SOURCE TEXT:
When McConnell was asked by Politico in an interview published on Tuesday whether he supports Garland for attorney general, the Senator Minority leader replied without hesitation, “I do.”

Garland’s 2016 nomination for the U.S. Supreme Court was blocked by McConnell after the death of Justice Antonin Scalia.

Politico noted that “Senate Republicans have maintained that their decision to prevent Garland from receiving a hearing in 2016 was not personal.”

The outlet also reported, “President Obama and his allies may now try to pretend this disagreement is about a person,’ McConnell said at the time, shortly after Obama formally nominated Garland. ‘The decision the Senate announced weeks ago remains about a principle, not a person.”

With McConnell’s endorsement of Garland for AG, it looks like he was telling the truth.

Regardless, that move by Senate Republicans is something McConnell has touted since.

McConnell said in 2018, “One of my proudest moments was when I looked at Barack Obama in the eye and I said, Mr. President, you will not fill this Supreme Court vacancy.”

Conservative Backlash Against McConnell’s Support For Garland

Conservative talk host Laura Ingraham tweeted of McConnell’s decision, “Evidence that Mitch won’t run for reelection: Mitch McConnell backs Merrick Garland for attorney general.”

Keep in mind, McConnell is also currently 79 years old.

Conservative influencer Jack Posobiec tweeted, “Mitch McConnell to vote for Merrick Garland, who stated Congress should censor the internet and that Antifa attacks in Portland were not terrorism.”

PROBLEM SET:
a: Set down everything in the article on McConnell and Garland from "Politico noted that" down to "telling the truth.", word for word.
b: Answer these from the article on McConnell and Garland:
(i) Which outlet published the interview in which McConnell was asked about Garland?
(ii) In what year did McConnell call telling Obama he would not fill the vacancy one of his proudest moments?
(iii) How old does the article say McConnell currently is?
c: List every person the article on McConnell and Garland names.
None of the entries below are needed.

PROVIDED DATA:
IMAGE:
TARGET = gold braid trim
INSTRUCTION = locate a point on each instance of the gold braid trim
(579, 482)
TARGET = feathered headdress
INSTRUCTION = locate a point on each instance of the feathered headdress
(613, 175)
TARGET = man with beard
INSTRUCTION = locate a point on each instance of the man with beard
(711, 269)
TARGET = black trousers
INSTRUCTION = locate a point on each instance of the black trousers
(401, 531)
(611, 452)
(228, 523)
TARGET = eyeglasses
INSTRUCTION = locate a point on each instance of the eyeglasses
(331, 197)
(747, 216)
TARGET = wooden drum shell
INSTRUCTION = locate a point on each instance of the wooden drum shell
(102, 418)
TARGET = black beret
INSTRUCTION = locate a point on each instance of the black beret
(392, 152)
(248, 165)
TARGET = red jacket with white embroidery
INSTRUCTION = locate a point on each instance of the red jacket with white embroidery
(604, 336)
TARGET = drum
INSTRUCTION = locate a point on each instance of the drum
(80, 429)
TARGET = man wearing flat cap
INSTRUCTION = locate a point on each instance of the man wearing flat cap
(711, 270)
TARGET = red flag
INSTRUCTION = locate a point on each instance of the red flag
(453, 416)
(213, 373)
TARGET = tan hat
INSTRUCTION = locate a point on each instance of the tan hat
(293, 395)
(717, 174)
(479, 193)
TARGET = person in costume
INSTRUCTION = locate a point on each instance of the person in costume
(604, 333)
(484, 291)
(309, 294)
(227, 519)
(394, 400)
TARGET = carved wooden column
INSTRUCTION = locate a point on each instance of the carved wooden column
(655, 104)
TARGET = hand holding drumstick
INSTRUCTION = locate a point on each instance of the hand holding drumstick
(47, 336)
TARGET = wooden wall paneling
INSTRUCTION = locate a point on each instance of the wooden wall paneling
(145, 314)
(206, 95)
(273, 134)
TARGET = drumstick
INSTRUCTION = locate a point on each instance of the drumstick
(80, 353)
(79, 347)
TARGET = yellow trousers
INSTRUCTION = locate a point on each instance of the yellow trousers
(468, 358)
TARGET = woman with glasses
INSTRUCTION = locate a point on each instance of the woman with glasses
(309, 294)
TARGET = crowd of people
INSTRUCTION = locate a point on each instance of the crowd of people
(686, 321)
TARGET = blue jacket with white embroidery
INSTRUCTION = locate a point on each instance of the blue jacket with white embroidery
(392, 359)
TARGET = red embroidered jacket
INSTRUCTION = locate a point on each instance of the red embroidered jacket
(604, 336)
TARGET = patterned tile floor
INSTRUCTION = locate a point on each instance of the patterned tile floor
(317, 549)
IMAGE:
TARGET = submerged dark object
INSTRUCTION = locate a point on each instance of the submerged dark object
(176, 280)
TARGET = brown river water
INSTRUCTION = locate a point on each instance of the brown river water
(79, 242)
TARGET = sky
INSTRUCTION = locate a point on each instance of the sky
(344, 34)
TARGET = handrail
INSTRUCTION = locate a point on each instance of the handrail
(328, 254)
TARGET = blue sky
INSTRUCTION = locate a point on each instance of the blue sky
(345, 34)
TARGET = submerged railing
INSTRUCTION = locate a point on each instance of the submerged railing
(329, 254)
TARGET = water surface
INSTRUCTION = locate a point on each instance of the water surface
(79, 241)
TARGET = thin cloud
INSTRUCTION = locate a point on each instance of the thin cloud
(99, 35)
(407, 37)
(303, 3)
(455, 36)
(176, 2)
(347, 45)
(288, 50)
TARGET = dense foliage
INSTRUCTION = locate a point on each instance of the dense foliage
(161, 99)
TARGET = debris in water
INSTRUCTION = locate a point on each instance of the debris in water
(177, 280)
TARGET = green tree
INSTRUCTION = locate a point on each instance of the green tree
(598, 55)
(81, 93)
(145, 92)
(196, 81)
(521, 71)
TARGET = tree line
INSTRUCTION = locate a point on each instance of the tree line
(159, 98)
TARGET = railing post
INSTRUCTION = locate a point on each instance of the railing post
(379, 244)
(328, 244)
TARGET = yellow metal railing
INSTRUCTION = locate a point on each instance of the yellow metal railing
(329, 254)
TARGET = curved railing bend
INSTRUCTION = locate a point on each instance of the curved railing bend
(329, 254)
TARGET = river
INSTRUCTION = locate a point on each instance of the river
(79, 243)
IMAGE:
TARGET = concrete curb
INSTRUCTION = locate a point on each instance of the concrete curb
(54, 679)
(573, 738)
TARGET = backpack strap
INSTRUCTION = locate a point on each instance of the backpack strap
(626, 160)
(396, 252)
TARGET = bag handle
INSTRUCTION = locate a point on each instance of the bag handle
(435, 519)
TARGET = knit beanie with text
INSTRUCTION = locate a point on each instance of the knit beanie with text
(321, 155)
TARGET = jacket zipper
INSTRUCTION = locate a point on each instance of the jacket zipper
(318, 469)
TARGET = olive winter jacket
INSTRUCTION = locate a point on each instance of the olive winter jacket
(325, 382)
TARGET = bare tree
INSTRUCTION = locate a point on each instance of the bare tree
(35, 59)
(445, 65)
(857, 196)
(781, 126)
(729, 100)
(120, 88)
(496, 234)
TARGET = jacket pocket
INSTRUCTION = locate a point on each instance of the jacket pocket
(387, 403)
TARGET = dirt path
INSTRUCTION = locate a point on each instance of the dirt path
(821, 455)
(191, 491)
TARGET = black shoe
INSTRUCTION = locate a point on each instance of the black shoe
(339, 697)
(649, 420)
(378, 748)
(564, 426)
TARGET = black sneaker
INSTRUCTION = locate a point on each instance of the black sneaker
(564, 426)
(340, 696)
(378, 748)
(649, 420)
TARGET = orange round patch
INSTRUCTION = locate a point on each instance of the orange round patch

ANSWERS BY TASK:
a:
Politico noted that “Senate Republicans have maintained that their decision to prevent Garland from receiving a hearing in 2016 was not personal.”

The outlet also reported, “President Obama and his allies may now try to pretend this disagreement is about a person,’ McConnell said at the time, shortly after Obama formally nominated Garland. ‘The decision the Senate announced weeks ago remains about a principle, not a person.”

With McConnell’s endorsement of Garland for AG, it looks like he was telling the truth.

b:
(i) Politico
(ii) 2018
(iii) 79

c:
Mitch McConnell
Merrick Garland
Antonin Scalia
Barack Obama
Laura Ingraham
Jack Posobiec